Transcribe each record exactly; skip any picture.

######

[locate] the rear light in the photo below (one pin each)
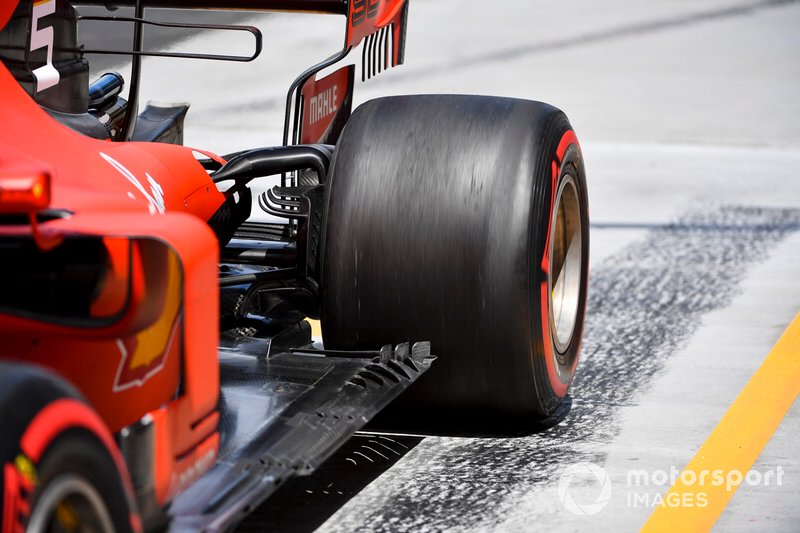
(24, 192)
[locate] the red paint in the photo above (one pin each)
(567, 139)
(559, 387)
(368, 16)
(323, 100)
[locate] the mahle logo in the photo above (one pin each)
(584, 489)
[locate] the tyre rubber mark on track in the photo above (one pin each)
(645, 302)
(738, 439)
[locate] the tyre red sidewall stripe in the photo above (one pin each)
(559, 387)
(567, 139)
(62, 415)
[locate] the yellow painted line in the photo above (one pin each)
(735, 443)
(316, 328)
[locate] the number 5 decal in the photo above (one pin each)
(46, 76)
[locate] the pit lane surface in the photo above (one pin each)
(688, 117)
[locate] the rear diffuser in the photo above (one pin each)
(284, 415)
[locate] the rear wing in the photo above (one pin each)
(379, 24)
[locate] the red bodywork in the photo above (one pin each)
(166, 368)
(152, 350)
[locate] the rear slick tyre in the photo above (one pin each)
(461, 220)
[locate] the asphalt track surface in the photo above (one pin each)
(690, 124)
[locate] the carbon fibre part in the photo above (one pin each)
(284, 416)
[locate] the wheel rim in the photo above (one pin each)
(70, 503)
(564, 275)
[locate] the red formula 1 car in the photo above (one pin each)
(156, 368)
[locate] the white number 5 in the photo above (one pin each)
(46, 76)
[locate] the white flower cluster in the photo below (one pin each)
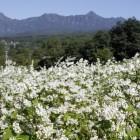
(71, 101)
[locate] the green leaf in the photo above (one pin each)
(7, 134)
(22, 137)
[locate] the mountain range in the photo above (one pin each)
(48, 24)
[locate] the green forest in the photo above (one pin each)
(122, 41)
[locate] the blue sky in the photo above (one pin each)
(108, 8)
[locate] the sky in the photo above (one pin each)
(21, 9)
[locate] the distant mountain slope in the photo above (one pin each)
(54, 23)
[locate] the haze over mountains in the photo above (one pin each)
(48, 24)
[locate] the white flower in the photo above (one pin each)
(16, 128)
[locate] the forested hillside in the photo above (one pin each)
(122, 41)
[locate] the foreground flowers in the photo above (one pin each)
(71, 101)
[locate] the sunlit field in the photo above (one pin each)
(71, 101)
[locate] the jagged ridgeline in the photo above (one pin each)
(49, 24)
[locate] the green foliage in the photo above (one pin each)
(122, 41)
(125, 39)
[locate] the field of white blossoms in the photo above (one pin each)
(71, 101)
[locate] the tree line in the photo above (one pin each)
(122, 41)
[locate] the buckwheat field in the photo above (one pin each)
(71, 101)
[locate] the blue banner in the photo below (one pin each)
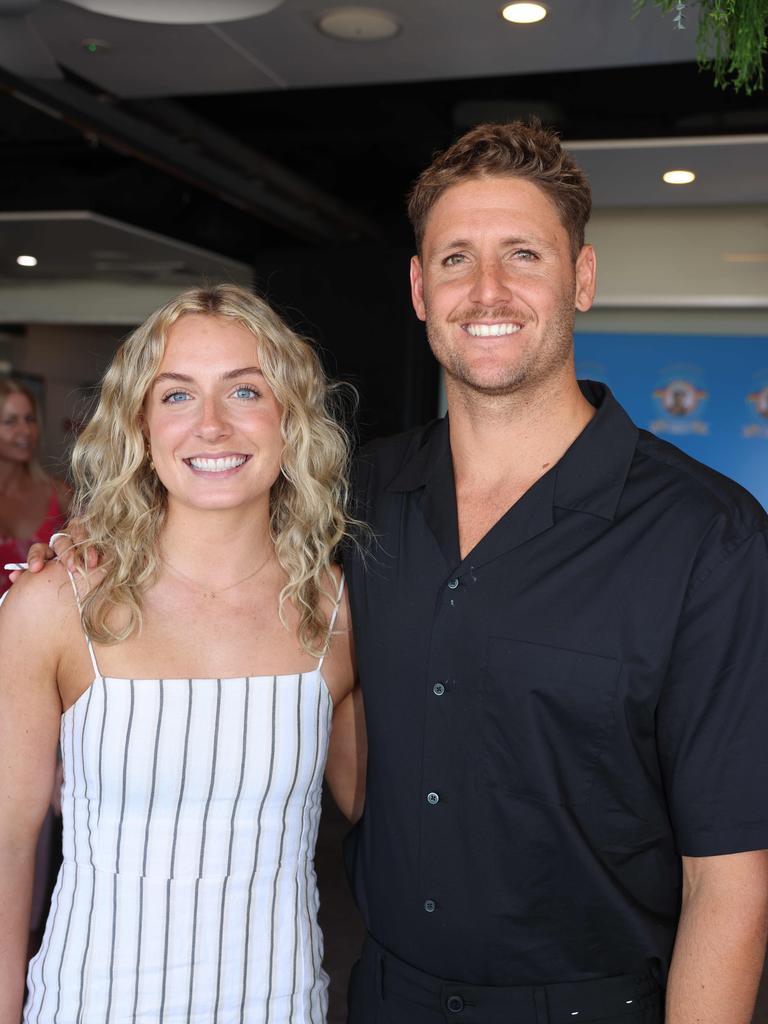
(708, 394)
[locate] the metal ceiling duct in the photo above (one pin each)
(22, 50)
(179, 11)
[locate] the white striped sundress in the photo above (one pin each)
(187, 890)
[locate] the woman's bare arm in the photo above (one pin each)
(347, 756)
(31, 631)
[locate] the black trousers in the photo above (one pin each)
(385, 990)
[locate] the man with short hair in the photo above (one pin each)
(562, 647)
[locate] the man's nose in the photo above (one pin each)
(491, 285)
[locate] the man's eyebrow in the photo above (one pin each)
(513, 240)
(185, 379)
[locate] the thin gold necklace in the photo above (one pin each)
(215, 593)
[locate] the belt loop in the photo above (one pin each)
(380, 974)
(542, 1013)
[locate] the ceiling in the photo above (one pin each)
(263, 134)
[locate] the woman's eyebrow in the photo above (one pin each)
(185, 379)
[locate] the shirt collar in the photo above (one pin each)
(590, 476)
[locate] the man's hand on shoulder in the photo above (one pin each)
(67, 547)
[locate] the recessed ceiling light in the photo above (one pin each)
(95, 45)
(358, 25)
(679, 177)
(524, 13)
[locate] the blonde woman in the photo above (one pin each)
(194, 677)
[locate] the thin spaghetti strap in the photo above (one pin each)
(333, 622)
(80, 609)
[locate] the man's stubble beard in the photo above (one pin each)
(534, 369)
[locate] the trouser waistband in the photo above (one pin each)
(609, 999)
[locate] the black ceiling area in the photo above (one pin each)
(267, 143)
(361, 146)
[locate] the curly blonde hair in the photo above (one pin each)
(120, 504)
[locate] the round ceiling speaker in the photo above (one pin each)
(179, 11)
(358, 25)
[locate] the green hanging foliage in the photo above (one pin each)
(731, 40)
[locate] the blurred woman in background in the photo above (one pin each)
(33, 505)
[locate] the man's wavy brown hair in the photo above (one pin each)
(517, 150)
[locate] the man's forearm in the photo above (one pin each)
(718, 958)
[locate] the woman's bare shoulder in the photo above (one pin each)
(38, 603)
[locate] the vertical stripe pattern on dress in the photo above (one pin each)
(187, 891)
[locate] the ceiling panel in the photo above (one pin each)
(284, 49)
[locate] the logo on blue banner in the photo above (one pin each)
(757, 401)
(679, 397)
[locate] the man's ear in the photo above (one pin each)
(417, 288)
(586, 279)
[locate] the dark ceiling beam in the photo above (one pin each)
(264, 189)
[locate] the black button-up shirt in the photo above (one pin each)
(554, 720)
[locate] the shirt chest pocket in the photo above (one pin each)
(548, 714)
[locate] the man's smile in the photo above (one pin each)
(491, 330)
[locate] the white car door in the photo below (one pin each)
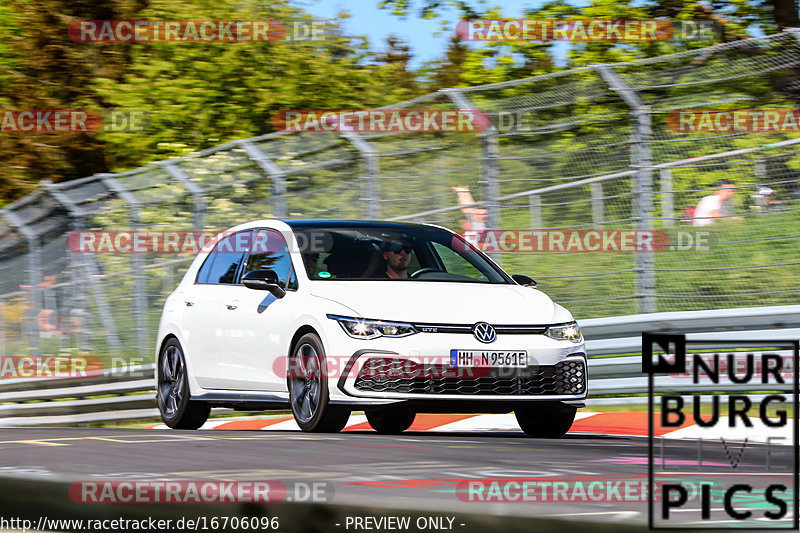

######

Task result:
[locate] the rear light in the photo below (one pin each)
(24, 192)
[locate] the red paint in the photo above (one pin each)
(567, 139)
(559, 387)
(368, 16)
(323, 100)
[locate] the mahle logo in the photo above (one pin each)
(584, 489)
[locate] the tyre rubber mark on track in the photo above (one pin each)
(645, 302)
(738, 439)
[locate] the tyre red sidewall stripe in the photo above (one pin each)
(559, 387)
(567, 139)
(62, 415)
[locate] the yellow painted line in the photo above (one pin each)
(735, 443)
(316, 328)
[locate] the number 5 decal in the photo above (one pin each)
(46, 76)
[locate] the pit lane surface in the photo above (one pin each)
(688, 117)
[locate] the rear diffuser in the photo above (one pin each)
(284, 415)
[locate] the rear wing in the photo above (one pin each)
(379, 24)
[locate] the red bodywork in the photo above (one pin each)
(166, 368)
(152, 350)
[locate] the rear slick tyre in the photo above (one pin each)
(461, 220)
[locate] the asphalt track surface in the photo above (one pin each)
(690, 124)
[locate] the carbon fibre part in the photo above (one pin each)
(284, 416)
[locate] the wheel rim in the photo above (one pin each)
(70, 503)
(564, 275)
[locate] the red formula 1 car in the photo above (one pin each)
(156, 368)
[locate] the white number 5 in the photo above (one pin each)
(46, 76)
[locate] the white flower cluster in the photo below (one pin each)
(71, 101)
[locate] the green leaf in the photo above (one pin each)
(7, 134)
(22, 137)
[locate] the mountain range in the photo above (one pin each)
(48, 24)
[locate] the green forest in the photo above (one pin each)
(122, 41)
[locate] the blue sky in the photo above (one pin each)
(108, 8)
[locate] the sky in the photo above (one pin each)
(21, 9)
[locate] the distant mountain slope in the photo above (one pin each)
(54, 23)
[locate] the haze over mountains in the photo above (one pin each)
(48, 24)
[locate] the white flower in the photo above (one pin each)
(16, 128)
[locate] the forested hillside in the photo above (one pin each)
(122, 41)
[locate] the foreground flowers in the photo above (one pin each)
(71, 101)
[locate] the sunlit field in the photo above (one pin each)
(71, 101)
[locate] the jagged ridgeline in the photo above (one pin each)
(49, 24)
[locate] the green foliage in the photo above (one pin each)
(122, 41)
(125, 39)
[locate] the field of white blossoms in the photo above (one pin each)
(71, 101)
[locate] the tree line in the photo above (one pin each)
(122, 41)
[locate] the buckwheat field in the photo above (one pin each)
(71, 101)
[locate] the blue banner in the photo below (one pin each)
(708, 394)
[locate] the metal ceiling duct in the photo above (one pin each)
(22, 50)
(179, 11)
[locate] the white striped sundress in the photo above (one pin each)
(187, 890)
[locate] the woman's bare arm in the photo above (one pin each)
(347, 756)
(31, 631)
[locate] the black trousers in the photo above (one pin each)
(385, 990)
[locate] the man with short hair in the photo above (one pin each)
(562, 647)
[locate] the man's nose in the photo above (one pin each)
(491, 285)
[locate] the man's eyebrow in the photo above (one pin each)
(513, 240)
(185, 379)
[locate] the thin gold necklace in the photo above (one pin each)
(215, 593)
[locate] the belt loop in the photo above (one pin each)
(380, 974)
(542, 1013)
[locate] the ceiling in the photo above (one pin each)
(263, 134)
[locate] the woman's eyebrow in the photo above (one pin each)
(185, 379)
[locate] the shirt collar in the photo above (one pin each)
(590, 476)
[locate] the man's hand on shoulder in the photo above (one pin each)
(67, 547)
[locate] the recessed ceiling light in the photo above (one pin each)
(95, 45)
(358, 25)
(679, 177)
(524, 13)
[locate] the blonde woman in the photo above (one pin each)
(194, 677)
[locate] the thin spaghetti strap in the photo above (one pin each)
(333, 622)
(80, 609)
[locate] the man's stubble beard in the photo above (one pin each)
(534, 369)
[locate] the trouser waistband in the photo above (one pin each)
(609, 999)
[locate] the black ceiling area in the photo above (one pin each)
(267, 143)
(361, 146)
[locate] the curly blonde hair in the photo above (one pin each)
(120, 504)
[locate] the round ceiling speaker in the photo above (one pin each)
(179, 11)
(358, 25)
[locate] the green hanging foliage in the photo above (one pin each)
(731, 40)
[locate] the blurred woman in background in the photo above (one pin each)
(33, 505)
[locate] the man's wavy brown hair in the photo above (one pin each)
(517, 150)
[locate] the man's forearm in the photo above (one pin each)
(718, 958)
[locate] the woman's bare shoulder in the photo above (one pin each)
(38, 603)
[locate] the vertical stripe pattern on dress in the photo above (one pin each)
(187, 891)
[locate] the ceiling panel in the photo above (one pin each)
(284, 49)
[locate] the logo on blue banner in the photo above (one pin each)
(757, 401)
(679, 397)
[locate] the man's ear in the photo above (one pin each)
(417, 288)
(586, 279)
[locate] the dark ceiling beam in the photo above (one pin each)
(264, 189)
[locate] the black button-up shirt in the photo above (one pin each)
(554, 720)
[locate] the shirt chest pocket in the photo above (one pin each)
(548, 714)
[locate] the man's smile in the photo above (one pin each)
(491, 330)
[locate] the white car door in the photo below (one pin each)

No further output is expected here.